• [Challenge] Output every entry exactly as given.

════

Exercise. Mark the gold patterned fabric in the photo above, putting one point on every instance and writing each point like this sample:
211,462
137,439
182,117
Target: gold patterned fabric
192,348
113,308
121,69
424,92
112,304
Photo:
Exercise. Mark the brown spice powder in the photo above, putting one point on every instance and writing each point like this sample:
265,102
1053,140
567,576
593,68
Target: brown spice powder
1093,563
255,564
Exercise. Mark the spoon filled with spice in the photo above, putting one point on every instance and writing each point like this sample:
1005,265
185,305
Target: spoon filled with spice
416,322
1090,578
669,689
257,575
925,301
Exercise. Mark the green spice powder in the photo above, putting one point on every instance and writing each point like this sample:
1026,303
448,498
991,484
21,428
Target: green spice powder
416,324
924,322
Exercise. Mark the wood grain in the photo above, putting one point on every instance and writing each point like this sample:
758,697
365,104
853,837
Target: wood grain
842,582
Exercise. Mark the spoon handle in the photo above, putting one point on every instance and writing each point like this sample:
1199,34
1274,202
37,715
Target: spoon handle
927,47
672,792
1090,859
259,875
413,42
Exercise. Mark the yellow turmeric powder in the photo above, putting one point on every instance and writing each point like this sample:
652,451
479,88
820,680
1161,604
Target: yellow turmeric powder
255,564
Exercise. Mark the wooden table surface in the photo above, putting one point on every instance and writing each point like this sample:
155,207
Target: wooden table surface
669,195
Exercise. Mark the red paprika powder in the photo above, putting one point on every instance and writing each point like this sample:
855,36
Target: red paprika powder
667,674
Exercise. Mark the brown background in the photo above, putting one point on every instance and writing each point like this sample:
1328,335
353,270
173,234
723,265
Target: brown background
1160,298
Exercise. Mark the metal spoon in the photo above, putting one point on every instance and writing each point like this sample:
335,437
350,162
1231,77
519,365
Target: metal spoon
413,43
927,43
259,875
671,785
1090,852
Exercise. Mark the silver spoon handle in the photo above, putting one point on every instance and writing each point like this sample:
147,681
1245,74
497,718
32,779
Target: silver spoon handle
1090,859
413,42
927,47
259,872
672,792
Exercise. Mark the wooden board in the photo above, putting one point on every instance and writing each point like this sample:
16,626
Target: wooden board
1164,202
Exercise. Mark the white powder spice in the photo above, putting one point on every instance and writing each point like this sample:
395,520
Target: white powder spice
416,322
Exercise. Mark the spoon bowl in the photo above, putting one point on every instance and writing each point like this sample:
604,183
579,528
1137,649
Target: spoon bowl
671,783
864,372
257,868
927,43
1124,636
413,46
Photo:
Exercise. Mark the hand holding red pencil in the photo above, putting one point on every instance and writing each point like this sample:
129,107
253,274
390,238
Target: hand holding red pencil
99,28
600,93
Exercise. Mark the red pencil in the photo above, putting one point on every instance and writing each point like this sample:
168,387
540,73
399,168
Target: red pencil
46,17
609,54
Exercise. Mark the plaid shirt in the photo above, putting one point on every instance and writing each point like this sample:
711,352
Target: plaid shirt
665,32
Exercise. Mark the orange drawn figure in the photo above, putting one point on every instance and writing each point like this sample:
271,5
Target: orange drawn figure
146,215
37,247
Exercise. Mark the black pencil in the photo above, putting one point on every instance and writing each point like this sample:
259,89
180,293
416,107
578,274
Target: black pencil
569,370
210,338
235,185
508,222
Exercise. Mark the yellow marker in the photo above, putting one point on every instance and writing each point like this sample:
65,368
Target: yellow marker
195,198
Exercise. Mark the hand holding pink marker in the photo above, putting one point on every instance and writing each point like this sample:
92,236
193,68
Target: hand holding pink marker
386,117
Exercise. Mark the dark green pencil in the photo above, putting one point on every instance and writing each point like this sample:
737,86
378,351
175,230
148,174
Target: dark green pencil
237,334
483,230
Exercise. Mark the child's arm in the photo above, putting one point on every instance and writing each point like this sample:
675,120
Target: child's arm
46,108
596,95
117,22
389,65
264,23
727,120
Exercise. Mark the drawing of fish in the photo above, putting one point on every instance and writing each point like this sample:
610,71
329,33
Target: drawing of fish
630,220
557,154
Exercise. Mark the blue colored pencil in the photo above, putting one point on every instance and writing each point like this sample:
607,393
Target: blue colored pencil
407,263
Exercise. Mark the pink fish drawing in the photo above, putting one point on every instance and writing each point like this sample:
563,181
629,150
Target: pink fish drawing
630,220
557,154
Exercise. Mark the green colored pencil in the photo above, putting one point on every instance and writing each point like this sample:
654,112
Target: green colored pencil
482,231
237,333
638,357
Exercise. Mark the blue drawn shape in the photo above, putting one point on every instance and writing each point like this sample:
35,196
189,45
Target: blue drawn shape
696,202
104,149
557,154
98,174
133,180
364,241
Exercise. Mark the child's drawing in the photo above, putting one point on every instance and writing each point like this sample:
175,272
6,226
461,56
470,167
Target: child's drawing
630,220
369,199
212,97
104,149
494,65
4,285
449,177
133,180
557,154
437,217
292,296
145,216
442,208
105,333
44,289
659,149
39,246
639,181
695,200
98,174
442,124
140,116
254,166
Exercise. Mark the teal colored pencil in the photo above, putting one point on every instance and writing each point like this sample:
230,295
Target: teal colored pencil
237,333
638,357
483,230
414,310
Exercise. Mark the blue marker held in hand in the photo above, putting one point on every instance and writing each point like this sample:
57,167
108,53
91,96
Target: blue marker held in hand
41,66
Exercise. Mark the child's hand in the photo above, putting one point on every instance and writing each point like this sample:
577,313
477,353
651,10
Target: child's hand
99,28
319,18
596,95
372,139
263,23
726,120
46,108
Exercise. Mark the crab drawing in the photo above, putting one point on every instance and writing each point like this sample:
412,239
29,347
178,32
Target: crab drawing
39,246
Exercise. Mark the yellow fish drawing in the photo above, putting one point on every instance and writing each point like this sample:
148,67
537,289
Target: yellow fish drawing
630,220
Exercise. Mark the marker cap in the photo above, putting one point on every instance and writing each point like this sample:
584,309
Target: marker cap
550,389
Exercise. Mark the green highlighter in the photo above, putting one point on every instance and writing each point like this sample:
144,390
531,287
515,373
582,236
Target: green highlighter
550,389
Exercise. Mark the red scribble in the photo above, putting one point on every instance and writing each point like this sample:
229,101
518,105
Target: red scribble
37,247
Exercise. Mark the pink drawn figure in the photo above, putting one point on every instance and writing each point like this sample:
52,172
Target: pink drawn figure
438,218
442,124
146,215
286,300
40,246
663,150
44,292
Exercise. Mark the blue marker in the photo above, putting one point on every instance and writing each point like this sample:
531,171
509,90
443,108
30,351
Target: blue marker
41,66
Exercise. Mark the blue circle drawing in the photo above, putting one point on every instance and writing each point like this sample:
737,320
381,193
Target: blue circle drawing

════

• [Answer to this problem]
Exercise. Mark the gold patterned fabric in the photo above, putting one point on every instance and writing each point like this sample:
211,462
137,439
182,117
Target: gold patterned fabric
192,348
113,308
121,69
424,92
112,304
Photo:
Exercise. Mark the brown spice powder in the photo above, putting one point on every instance and writing each point like this sample:
265,102
1053,140
567,576
593,68
Target: brown spice powder
1093,563
255,564
Exercise. Mark the spoon filled with spice in the photo above, putting one point on every instance and writing each point like this sample:
1005,265
185,305
Target: spoon filled with spice
416,322
1090,578
669,689
257,575
925,301
Exercise. Mark the green spice powder in the photo above, putting one point on every instance and writing each point like this sample:
1026,303
448,498
991,484
21,428
Target: green spice powder
416,324
924,322
Exercise. Mark the wood grain in the photo above, putting one point on every instance and writing each point like this sample:
758,697
365,104
853,837
Target: wood grain
842,582
Exercise. Mark the spoon handle in the photo above, putting one point on every instance and writing each point like this sample:
1199,34
1274,202
37,715
Target: spoon handle
927,47
672,792
1090,859
259,875
413,42
Exercise. Mark the yellow turmeric powder in the photo above, putting one point on every instance and writing each point like this sample:
652,451
479,88
820,680
1161,604
Target: yellow turmeric powder
255,564
Exercise. Mark the wooden table surface in the photo above, putting one point on every instance and writing each point like this sample:
155,207
Target: wooden table surface
669,195
Exercise. Mark the red paprika powder in the photo above, putting one point on every instance and writing each point like this sample:
855,36
Target: red paprika powder
667,674
Exercise. Mark the brown background in the photo above, putting one point on every instance and writing each point like this sample:
1328,335
353,270
173,234
723,265
Target: brown background
1160,298
Exercise. Mark the metal spoon in the photo above, putting one point on every instance and writing each point like this sample:
335,437
350,162
1231,77
519,365
Target: metal spoon
413,43
927,43
259,875
671,785
1090,852
Exercise. Mark the silver spoon handle in the photo above, putting one point on every instance and writing each point like this sample:
147,681
1245,74
497,718
32,779
Target: silver spoon handle
1090,859
413,42
927,47
259,872
672,792
Exercise. Mark the wooden board in the photo above, putting one point on every instance and writing each point like this sample:
16,626
Target: wooden board
1164,202
Exercise. Mark the white powder spice in the photo above, putting one point on every instance and writing each point like this sample:
395,520
Target: white powder spice
416,322
Exercise. Mark the spoon bowl in the photo above, putting one point on every instance and writing each point like this sample:
604,183
579,528
1137,649
Target: spoon bowl
671,783
864,372
257,868
927,43
1124,636
413,46
Photo:
Exercise. Mark the hand holding red pencil in the photo above, putting one point on every instance and writing each point like this sample:
129,107
253,274
390,238
Target: hand holding red pencil
99,28
600,93
Exercise. Mark the red pencil in the photo above, putting one point on every instance and writing each point like this sample:
168,387
540,73
399,168
Target: red pencil
46,17
609,54
Exercise. Mark the plaid shirt in the photo above, putting one point on every instance and writing each point like this sample:
711,352
Target: plaid shirt
665,32
Exercise. Mark the orange drawn figure in the photo above, putting one point on every instance and writing each point like this sample:
271,5
Target: orange drawn figure
146,215
37,247
Exercise. Mark the black pencil in the photo above, putting one point on every instance and writing each point like this sample:
259,89
180,293
416,107
578,274
Target: black pencil
569,370
210,338
235,185
508,222
Exercise. Mark the yellow marker in the photo above, putting one point on every instance and writing each point like this sample:
65,368
Target: yellow marker
195,198
Exercise. Mark the hand holding pink marker in the photo above, putting one point on every instance and writing each point like this sample:
92,236
193,68
Target: hand holding pink marker
386,117
Exercise. Mark the dark green pencil in the photo above, putting one point on every instance and writing each point like this sample:
737,86
378,351
175,230
148,174
Target: dark green pencil
237,334
483,230
Exercise. Mark the child's arm in the photo above, putting one point on every instance and writing each point like this sample:
675,120
Target: child's arm
46,108
596,95
117,22
389,65
264,23
727,120
Exercise. Mark the drawing of fish in the photo above, putting one point on every instance and writing each point like this sample:
610,71
329,33
Target: drawing of fish
630,220
557,154
Exercise. Mark the blue colored pencil in the photo above, putting one point on every instance and writing each point like this sample:
607,393
Target: blue colored pencil
407,263
Exercise. Mark the pink fish drawing in the photo above, putting one point on every instance and writing each point like this sample:
563,181
629,150
Target: pink fish drawing
630,220
557,154
Exercise. Mark the green colored pencil in the photo above, putting one point on every instance and writing each point like this sample:
654,112
Target: green colored pencil
482,231
237,333
638,357
Exercise. Mark the blue drawn shape in the photo above, putting one point on every instance and writing each point like this sample:
35,196
189,45
Target: blue drawn shape
696,202
104,149
557,154
98,174
133,180
364,241
Exercise. Mark the child's drawing in the photo above, putting one point on every instance and writing each point like this sample:
175,272
6,226
461,56
470,167
Target: child's drawing
630,220
369,199
212,97
104,149
494,65
4,285
449,177
133,180
557,154
437,217
292,296
145,216
442,208
105,333
44,289
659,149
39,246
639,181
695,200
98,174
442,124
140,116
254,166
Exercise. Mark the teal colored pencil in the photo above, putting one point on every instance and writing each point like this sample:
230,295
Target: teal colored pencil
237,333
638,357
483,230
414,310
Exercise. Mark the blue marker held in hand in the photo above, putting one point on every instance and writing each point like this sample:
57,167
108,53
91,96
Target: blue marker held in hand
41,66
Exercise. Mark the child's hand in the photo above, putting one point on every instance and writing each point like this sample:
577,313
477,353
651,10
Target: child's hand
99,28
319,18
596,95
372,139
263,23
726,120
46,108
Exercise. Mark the crab drawing in the photo above, putting one point on every instance and writing each point like this sample:
412,239
29,347
178,32
Target: crab drawing
39,246
Exercise. Mark the yellow fish drawing in the photo above, putting one point on every instance and writing each point like this sample:
148,67
537,289
Target: yellow fish drawing
630,220
Exercise. Mark the marker cap in the photo above, putting one point on every instance and writing each point like this sample:
584,309
Target: marker cap
550,389
Exercise. Mark the green highlighter in the photo above, putting one point on every instance and writing each point like this sample:
144,390
531,287
515,373
582,236
Target: green highlighter
550,389
Exercise. Mark the red scribble in the photo above, putting one point on every instance and writing each point like this sample:
229,101
518,105
Target: red scribble
37,247
Exercise. Mark the pink drawn figure in the photo above, putting one point on every instance and writing each point like this sample:
52,172
Target: pink drawn figure
438,218
442,124
146,215
286,300
40,246
663,150
44,292
Exercise. Mark the blue marker in the photo above, putting one point on every instance and writing each point like this sample:
531,171
509,90
443,108
30,351
Target: blue marker
41,66
Exercise. Mark the blue circle drawing in the photo above, putting one point on every instance and writing each point like this sample:
737,320
381,193
Target: blue circle drawing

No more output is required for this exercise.